Task instructions: From the first line of the data through the line containing "Task: tag every instance of the player's", transcribe each line exactly. Pictures do not belong in the copy.
(Information shown Opens)
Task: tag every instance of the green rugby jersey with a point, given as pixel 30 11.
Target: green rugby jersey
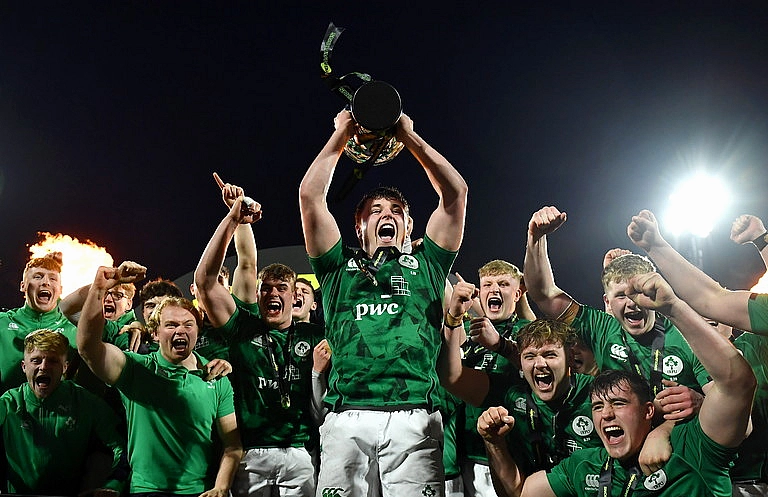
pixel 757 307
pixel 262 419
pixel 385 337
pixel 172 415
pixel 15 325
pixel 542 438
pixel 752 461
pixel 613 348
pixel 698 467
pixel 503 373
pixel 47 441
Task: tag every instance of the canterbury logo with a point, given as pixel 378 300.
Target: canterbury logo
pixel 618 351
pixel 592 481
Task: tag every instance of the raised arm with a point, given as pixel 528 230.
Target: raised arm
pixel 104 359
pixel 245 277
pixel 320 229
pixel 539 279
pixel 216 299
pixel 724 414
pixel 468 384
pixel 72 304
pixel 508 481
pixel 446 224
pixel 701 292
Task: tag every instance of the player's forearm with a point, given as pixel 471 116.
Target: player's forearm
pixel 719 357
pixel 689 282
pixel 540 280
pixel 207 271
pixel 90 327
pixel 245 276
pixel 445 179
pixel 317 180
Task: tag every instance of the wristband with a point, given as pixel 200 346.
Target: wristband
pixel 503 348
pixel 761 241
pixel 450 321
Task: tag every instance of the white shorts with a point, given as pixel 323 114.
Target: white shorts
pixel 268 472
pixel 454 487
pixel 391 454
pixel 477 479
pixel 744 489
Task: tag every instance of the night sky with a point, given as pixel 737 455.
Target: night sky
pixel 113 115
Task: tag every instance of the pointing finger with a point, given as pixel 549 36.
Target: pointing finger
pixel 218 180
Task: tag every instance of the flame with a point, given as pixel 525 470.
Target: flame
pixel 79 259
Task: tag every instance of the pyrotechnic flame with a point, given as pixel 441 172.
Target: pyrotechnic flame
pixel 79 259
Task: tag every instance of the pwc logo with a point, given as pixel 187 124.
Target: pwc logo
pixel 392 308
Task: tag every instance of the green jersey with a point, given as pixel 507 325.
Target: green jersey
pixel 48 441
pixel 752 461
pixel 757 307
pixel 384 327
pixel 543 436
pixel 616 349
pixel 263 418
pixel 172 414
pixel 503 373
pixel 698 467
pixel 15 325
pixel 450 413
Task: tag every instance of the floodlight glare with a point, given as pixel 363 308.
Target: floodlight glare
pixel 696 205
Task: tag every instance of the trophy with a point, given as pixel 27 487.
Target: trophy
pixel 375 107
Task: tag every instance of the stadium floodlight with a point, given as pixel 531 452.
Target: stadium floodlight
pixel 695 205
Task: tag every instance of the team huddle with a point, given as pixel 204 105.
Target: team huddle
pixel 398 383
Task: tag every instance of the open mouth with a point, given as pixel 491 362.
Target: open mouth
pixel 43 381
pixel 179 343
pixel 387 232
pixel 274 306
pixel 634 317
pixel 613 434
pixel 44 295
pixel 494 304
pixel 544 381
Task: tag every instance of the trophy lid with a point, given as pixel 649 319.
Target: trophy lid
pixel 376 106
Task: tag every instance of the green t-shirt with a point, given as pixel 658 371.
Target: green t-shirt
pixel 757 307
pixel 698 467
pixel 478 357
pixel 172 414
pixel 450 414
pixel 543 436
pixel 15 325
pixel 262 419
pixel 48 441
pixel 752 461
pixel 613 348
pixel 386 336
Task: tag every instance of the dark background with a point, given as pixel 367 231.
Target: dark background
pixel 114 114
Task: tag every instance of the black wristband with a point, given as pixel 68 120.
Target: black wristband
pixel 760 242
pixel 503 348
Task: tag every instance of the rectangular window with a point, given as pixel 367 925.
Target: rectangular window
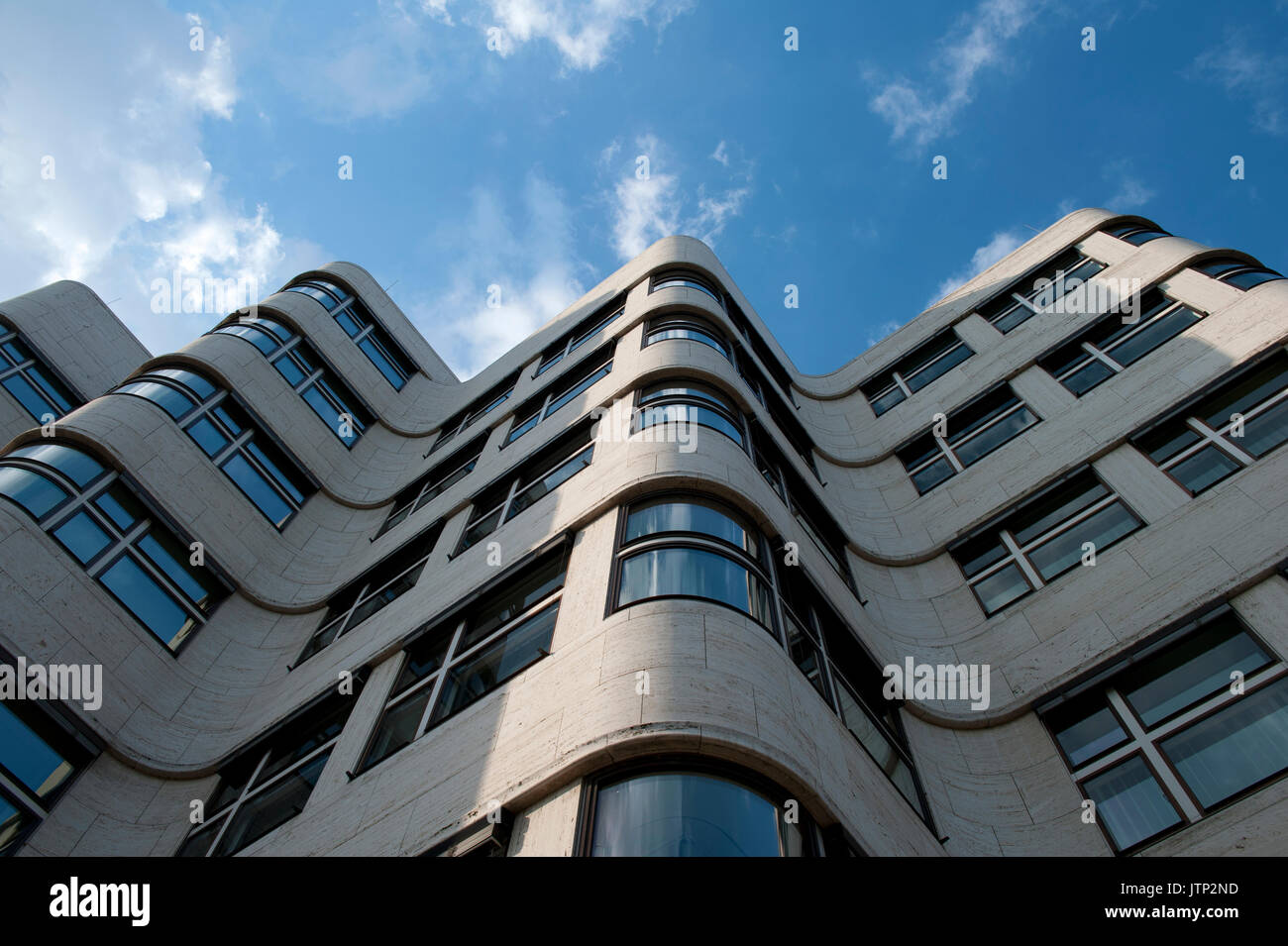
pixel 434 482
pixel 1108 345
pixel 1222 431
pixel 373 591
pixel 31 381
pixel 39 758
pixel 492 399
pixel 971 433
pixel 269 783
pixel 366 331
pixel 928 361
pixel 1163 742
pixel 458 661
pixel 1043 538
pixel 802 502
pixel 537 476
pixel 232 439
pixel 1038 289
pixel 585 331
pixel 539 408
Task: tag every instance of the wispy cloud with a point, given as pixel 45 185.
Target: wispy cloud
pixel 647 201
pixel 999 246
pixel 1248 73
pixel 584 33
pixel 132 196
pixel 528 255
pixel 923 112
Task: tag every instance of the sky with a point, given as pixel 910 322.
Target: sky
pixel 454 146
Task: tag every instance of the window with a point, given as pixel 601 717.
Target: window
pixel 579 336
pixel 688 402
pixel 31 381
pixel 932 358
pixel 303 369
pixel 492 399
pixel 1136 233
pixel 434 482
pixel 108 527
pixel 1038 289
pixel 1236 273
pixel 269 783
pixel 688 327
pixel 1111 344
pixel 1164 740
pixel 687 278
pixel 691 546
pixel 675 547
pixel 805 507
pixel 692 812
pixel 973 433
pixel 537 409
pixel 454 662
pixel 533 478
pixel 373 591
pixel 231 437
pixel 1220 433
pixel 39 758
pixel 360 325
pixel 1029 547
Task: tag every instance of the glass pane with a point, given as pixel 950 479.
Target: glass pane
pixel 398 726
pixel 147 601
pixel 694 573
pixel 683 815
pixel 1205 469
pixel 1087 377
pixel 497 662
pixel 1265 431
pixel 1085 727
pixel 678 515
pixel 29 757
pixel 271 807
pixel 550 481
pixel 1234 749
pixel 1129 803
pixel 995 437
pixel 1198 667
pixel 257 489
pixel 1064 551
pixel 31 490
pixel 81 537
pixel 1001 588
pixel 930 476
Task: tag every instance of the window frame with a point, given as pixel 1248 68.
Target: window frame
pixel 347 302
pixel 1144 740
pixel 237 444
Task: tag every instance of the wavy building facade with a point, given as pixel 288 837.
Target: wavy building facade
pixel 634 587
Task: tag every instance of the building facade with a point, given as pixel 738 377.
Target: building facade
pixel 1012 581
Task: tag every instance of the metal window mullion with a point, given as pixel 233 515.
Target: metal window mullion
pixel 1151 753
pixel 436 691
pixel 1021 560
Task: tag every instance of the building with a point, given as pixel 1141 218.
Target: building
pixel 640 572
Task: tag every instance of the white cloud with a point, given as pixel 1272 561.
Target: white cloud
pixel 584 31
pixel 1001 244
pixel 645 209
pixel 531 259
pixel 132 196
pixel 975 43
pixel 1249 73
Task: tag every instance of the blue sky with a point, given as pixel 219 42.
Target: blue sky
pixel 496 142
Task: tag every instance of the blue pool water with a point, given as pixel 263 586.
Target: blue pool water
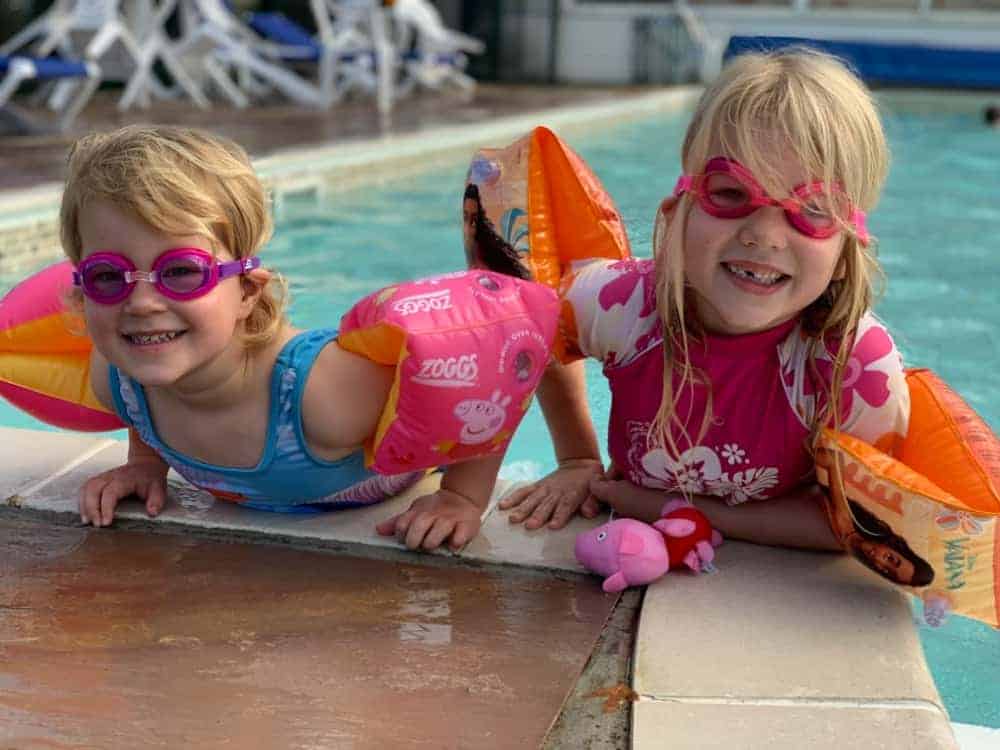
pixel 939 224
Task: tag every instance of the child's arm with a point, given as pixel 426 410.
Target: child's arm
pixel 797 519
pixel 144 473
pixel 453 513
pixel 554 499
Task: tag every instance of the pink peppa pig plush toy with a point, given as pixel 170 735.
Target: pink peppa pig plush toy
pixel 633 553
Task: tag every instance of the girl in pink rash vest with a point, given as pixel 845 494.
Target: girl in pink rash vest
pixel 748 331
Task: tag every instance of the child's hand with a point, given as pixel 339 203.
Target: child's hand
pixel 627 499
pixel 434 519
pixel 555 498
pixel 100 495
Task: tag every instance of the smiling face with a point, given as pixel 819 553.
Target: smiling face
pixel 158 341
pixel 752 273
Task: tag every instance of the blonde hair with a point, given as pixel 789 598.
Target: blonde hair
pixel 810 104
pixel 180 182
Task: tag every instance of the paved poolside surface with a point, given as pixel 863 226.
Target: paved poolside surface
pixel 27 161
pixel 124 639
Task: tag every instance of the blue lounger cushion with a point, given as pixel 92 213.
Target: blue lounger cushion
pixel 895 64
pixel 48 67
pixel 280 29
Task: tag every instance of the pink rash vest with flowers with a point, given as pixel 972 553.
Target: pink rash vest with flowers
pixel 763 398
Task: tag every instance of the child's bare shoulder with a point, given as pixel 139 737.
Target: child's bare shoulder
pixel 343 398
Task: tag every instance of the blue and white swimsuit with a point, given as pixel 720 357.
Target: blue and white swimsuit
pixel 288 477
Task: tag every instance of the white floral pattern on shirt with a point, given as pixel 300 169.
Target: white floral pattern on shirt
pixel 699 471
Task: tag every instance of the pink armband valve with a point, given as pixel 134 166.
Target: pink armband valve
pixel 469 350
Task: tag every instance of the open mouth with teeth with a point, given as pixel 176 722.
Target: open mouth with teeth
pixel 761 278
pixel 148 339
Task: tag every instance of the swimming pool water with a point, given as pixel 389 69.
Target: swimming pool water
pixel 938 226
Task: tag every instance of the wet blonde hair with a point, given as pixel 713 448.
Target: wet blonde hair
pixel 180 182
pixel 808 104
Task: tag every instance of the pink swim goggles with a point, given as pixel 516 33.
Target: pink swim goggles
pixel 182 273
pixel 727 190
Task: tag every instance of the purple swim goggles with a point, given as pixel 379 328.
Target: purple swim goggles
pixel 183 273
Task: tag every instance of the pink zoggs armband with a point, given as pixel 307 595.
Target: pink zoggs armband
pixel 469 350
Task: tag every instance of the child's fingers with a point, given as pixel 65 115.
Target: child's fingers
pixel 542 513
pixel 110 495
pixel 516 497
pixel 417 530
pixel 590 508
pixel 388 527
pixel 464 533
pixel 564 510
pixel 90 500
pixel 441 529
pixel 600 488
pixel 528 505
(Information shown Closes)
Answer to this problem:
Task: tag every instance of the green rugby jersey with a point, given as pixel 30 11.
Target: green rugby jersey
pixel 757 307
pixel 262 419
pixel 385 337
pixel 172 415
pixel 15 325
pixel 542 438
pixel 752 461
pixel 613 348
pixel 698 467
pixel 503 373
pixel 47 441
Task: tag every instance of the canterbury logo with a point, given as pixel 378 300.
Target: canterbury logo
pixel 618 351
pixel 592 481
Task: tag every instance of the raised arm with a point, given as pixel 528 230.
Target: raised arm
pixel 104 359
pixel 245 277
pixel 320 229
pixel 539 279
pixel 216 299
pixel 724 414
pixel 468 384
pixel 72 304
pixel 508 481
pixel 446 224
pixel 701 292
Task: tag every instance of the player's forearm with a point, given as pixel 471 116.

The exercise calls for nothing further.